- [WRITTEN TASK]: Can you reproduce every one of the entries below word for word?

== MATERIAL SUPPLIED ==

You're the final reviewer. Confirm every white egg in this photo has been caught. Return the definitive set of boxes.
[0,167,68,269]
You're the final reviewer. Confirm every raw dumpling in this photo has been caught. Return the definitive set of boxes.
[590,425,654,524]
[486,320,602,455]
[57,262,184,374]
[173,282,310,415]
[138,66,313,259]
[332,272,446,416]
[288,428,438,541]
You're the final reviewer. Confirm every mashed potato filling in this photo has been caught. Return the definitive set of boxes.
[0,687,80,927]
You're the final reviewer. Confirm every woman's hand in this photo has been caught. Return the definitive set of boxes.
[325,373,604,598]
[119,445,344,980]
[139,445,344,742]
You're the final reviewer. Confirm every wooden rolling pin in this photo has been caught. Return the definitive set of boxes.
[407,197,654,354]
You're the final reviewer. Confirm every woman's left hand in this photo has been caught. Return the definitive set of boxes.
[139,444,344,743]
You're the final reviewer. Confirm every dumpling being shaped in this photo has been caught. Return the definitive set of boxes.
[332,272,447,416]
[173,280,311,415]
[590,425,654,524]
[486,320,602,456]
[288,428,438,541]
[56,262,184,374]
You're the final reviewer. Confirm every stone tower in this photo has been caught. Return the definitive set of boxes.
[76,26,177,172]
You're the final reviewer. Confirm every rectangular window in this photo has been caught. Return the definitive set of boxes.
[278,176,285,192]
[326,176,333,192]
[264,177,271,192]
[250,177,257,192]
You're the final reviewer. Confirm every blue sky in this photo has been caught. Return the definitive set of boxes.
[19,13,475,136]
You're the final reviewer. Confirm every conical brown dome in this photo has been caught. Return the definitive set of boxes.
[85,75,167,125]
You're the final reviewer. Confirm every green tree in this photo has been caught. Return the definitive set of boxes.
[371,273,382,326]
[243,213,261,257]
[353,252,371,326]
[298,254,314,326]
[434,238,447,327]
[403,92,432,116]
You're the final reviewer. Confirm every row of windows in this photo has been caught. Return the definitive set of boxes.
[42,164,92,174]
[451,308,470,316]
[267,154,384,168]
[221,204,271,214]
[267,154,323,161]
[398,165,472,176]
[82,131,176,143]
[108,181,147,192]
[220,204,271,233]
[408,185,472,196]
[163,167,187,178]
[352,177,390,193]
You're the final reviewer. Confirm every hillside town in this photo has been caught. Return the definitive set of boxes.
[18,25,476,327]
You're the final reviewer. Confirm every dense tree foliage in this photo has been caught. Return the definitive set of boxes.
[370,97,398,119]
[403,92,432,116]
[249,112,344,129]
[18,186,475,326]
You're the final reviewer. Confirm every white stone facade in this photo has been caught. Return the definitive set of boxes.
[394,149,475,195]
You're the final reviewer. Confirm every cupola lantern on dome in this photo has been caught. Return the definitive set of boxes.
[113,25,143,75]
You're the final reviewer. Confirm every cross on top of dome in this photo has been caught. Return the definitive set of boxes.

===

- [WORKED SOLUTION]:
You're the final reviewer. Confirm every white egg in this photo has been caught. Return the definitive set of boxes.
[0,167,68,269]
You're the final reviewer. Confirm every raw dumpling in this photo has been caught. Return the definitive set of boxes.
[590,425,654,524]
[486,320,602,455]
[57,262,184,374]
[173,282,310,415]
[138,66,313,259]
[332,272,446,416]
[288,428,438,541]
You're the final reviewer. Confirm every mashed potato filling in this photo has been caught. Return the definitive set of boxes.
[0,687,80,927]
You're the final reviewer. Confirm every woman's hand in this photo has been caught. Return the definitive set of boxes.
[325,373,604,598]
[119,445,344,980]
[139,445,344,742]
You're the final reviewer. Confirm every wooden rolling pin in this photo has been caught. Return the definitive set of boxes.
[407,197,654,354]
You're the final reviewer. Confirm every woman's left hand in this photo has been caught. Return the definitive set of boxes.
[139,444,344,743]
You're the final reviewer. Confirm every dumpling being shaped in this photo has been caught. Return the definitive set of boxes.
[332,272,447,416]
[173,280,311,415]
[590,425,654,524]
[486,320,602,456]
[288,428,438,541]
[56,262,184,374]
You're the final reviewer. Confirm every stone tower in this photo has been caught. Return the definitive set of boxes.
[76,26,177,172]
You're the final reviewer. Confirm every rectangular window in this photo has been caught. Return the definitive set of boxes.
[278,176,285,192]
[326,176,333,192]
[264,177,271,192]
[250,177,257,192]
You're the final reviewer. Confirm every blue sky in this photo has been caught. Return the definitive set of boxes.
[19,13,475,136]
You're the final reviewer. Confirm every conical brown dome in this photo has been caught. Return the definitive set of boxes.
[85,75,167,125]
You're the final reviewer. Confirm every green tree in this photo has been caught. Return the definitive set of boxes.
[371,273,382,326]
[243,213,261,257]
[353,252,371,326]
[298,254,314,326]
[434,238,447,327]
[403,92,432,116]
You're the final reviewer. Confirm every row of windows in this photo has been caught. Return the definitive set of boxes.
[42,164,92,174]
[451,308,470,316]
[267,154,384,168]
[221,204,271,214]
[267,154,323,161]
[398,165,472,176]
[82,131,176,143]
[108,181,147,192]
[220,204,271,233]
[408,185,472,196]
[163,167,187,178]
[352,177,390,193]
You're the final reviewer. Confirm every hillside town in this photo has been caught. Return the definitive set of boxes.
[18,25,476,327]
You're the final reviewer. Confirm every dense tree foliage in this photo has been caught. Return the definitive set of boxes.
[370,97,398,119]
[403,92,432,116]
[249,112,344,129]
[18,186,475,326]
You're the final reviewer. Confirm every white stone facade in this photo has been caught. Return the definitive set of boxes.
[394,149,475,195]
You're the final reviewer. Confirm every cupola lantern on dome in this photo has been caught. Return the definitive set of boxes.
[113,25,143,75]
You're the final reviewer. Confirm every cross on top of dome in this photo has been caught. Return the definitive set of boxes.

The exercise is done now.